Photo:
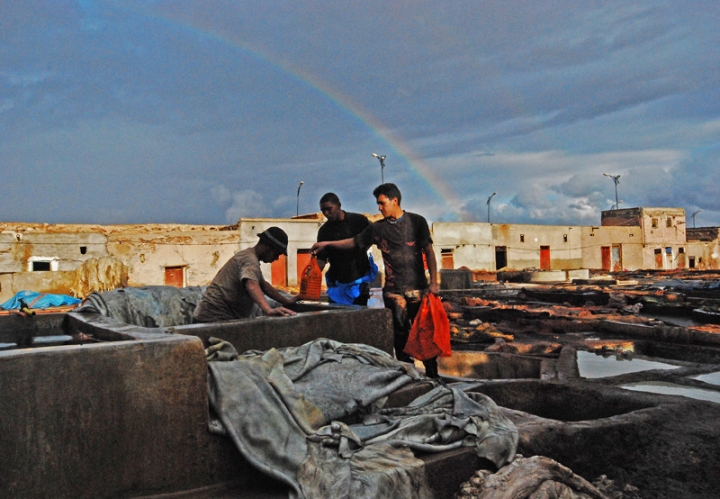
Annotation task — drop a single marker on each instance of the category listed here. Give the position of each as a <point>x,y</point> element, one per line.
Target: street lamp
<point>616,179</point>
<point>693,217</point>
<point>489,199</point>
<point>382,166</point>
<point>297,210</point>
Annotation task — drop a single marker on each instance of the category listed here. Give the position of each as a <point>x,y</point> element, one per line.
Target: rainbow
<point>436,184</point>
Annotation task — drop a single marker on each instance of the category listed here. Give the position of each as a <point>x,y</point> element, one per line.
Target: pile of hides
<point>149,306</point>
<point>33,299</point>
<point>537,477</point>
<point>290,413</point>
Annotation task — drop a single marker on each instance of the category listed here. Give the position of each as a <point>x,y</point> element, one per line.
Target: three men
<point>406,245</point>
<point>350,273</point>
<point>238,290</point>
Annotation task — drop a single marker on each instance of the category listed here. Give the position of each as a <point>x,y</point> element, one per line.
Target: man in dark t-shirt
<point>349,276</point>
<point>404,240</point>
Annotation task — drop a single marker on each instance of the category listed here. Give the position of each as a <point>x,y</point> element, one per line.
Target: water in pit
<point>711,378</point>
<point>664,388</point>
<point>592,365</point>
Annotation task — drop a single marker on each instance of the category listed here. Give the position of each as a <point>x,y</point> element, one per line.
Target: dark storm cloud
<point>205,111</point>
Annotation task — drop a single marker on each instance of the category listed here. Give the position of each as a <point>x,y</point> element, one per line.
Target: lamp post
<point>382,166</point>
<point>490,199</point>
<point>693,217</point>
<point>616,179</point>
<point>297,209</point>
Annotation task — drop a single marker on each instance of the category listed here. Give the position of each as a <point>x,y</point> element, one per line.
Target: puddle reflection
<point>664,388</point>
<point>711,378</point>
<point>592,365</point>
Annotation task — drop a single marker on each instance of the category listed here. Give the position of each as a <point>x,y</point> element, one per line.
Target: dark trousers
<point>404,308</point>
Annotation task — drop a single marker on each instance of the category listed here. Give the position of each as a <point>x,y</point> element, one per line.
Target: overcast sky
<point>205,111</point>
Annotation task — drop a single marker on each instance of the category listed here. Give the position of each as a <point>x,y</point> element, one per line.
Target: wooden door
<point>605,257</point>
<point>303,259</point>
<point>175,276</point>
<point>544,257</point>
<point>617,258</point>
<point>500,257</point>
<point>447,259</point>
<point>278,270</point>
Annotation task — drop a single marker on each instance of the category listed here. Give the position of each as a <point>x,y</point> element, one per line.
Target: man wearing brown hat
<point>239,289</point>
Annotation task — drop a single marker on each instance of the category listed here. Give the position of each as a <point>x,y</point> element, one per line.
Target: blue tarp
<point>33,299</point>
<point>346,293</point>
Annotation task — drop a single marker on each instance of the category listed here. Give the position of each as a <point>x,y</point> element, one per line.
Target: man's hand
<point>317,247</point>
<point>291,300</point>
<point>281,312</point>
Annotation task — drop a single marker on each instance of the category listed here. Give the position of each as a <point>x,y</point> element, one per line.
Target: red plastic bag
<point>430,333</point>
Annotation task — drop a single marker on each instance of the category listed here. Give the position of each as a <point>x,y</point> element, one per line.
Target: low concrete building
<point>703,247</point>
<point>78,259</point>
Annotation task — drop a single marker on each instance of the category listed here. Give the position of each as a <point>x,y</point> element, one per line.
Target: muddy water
<point>592,365</point>
<point>711,378</point>
<point>664,388</point>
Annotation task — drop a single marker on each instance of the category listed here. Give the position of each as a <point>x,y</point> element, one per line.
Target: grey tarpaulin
<point>282,408</point>
<point>149,306</point>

•••

Give all the lines above again, character for character, without pictures.

▶ Answer to the exercise:
Photo:
Annotation task — drop a single marker on each instance of the category listed here. Give the position of each as a <point>x,y</point> element, one per line.
Target: street lamp
<point>616,179</point>
<point>693,217</point>
<point>489,199</point>
<point>382,166</point>
<point>297,210</point>
Annotation task — drop a single marker on each instance of the category listed here. Give the position of each as a <point>x,y</point> element, one per line.
Target: rainbow
<point>436,184</point>
Annotation task — drop a single marker on each instance of the category listed here. Give the position of each as a <point>x,y</point> element, one per line.
Target: pile of hides
<point>149,306</point>
<point>33,299</point>
<point>537,477</point>
<point>290,413</point>
Annotation task — drop a single marker on each instance of the category listed here. Give the position of each as a <point>x,y</point> element, one per line.
Target: three men
<point>406,245</point>
<point>350,273</point>
<point>238,290</point>
Annotation task — drop a single marker on each instance of the category listed here. Give the position of each as a <point>x,y</point> element, one per line.
Target: man in dark t-shirt
<point>349,276</point>
<point>404,240</point>
Annotation task — drop a single marker on each instance of the category listed here. Give the position of each as a <point>x,y</point> element, one per line.
Target: water in pit
<point>711,378</point>
<point>664,388</point>
<point>592,365</point>
Annotation task — drop a single marker on each instance of the category listed here. Give the position of each as a <point>x,y</point> element, one per line.
Target: dark storm cloud
<point>205,111</point>
Annotation task — drop a single marker on each instance of the category listed here. Give the position of each as a <point>x,y</point> element, one per line.
Target: lamp post
<point>382,166</point>
<point>490,199</point>
<point>693,217</point>
<point>616,179</point>
<point>297,209</point>
Annotation task — drop a single marker on each instance of the category listed here. Give the position of each as a <point>x,y</point> element, one per line.
Target: puddle reflection
<point>664,388</point>
<point>711,378</point>
<point>592,365</point>
Annotation task — drop a single marker on each instance of the category listed here. Give the position of each as a <point>x,y</point> element, one per line.
Target: dark trousers
<point>404,308</point>
Annotation task — drop a single marker on each instance of the category listed here. Give the position of each as a <point>x,y</point> element, one per line.
Target: overcast sky
<point>205,111</point>
Annotation task — drop a single marker on each instance of the category listed here. Give the position of each as a <point>x,y</point> element, one per line.
Target: wooden door
<point>605,257</point>
<point>303,259</point>
<point>175,276</point>
<point>544,257</point>
<point>617,258</point>
<point>500,257</point>
<point>447,259</point>
<point>278,270</point>
Annotation task — drop a single marker on each instance of the category listed here. Give the position of each as a <point>x,y</point> element, one per line.
Target: man wearing brown hat
<point>239,289</point>
Annotation task — drop a single marker on each instance of the category listed here. Give the position of each as a <point>x,y</point> element, one per line.
Target: blue tarp
<point>33,299</point>
<point>346,293</point>
Annotation task — drop a single marker on each instance of the category listed here. Give the position of each as a <point>x,y</point> element, one per line.
Target: man's hand
<point>317,247</point>
<point>291,300</point>
<point>281,312</point>
Annotation task — drop a single marker on each instance of the category listed here. Give the position of each as a <point>x,y</point> element, one per line.
Target: red plastic bag
<point>430,333</point>
Annotation task — drop a single marker on each instance of the category listed here. Give the position of each as a <point>x,y</point> element, one per line.
Target: low concrete building
<point>703,247</point>
<point>78,259</point>
Annotation task — drop a single marker on each instance of the category listed here. Give the position of each as a <point>x,y</point> element, one per line.
Target: muddy water
<point>592,365</point>
<point>711,378</point>
<point>664,388</point>
Annotation task — drop a single marker on each instance of the category listed here. Give the position of each as a <point>x,y</point> element, one per line.
Target: grey tarpaulin
<point>282,408</point>
<point>149,306</point>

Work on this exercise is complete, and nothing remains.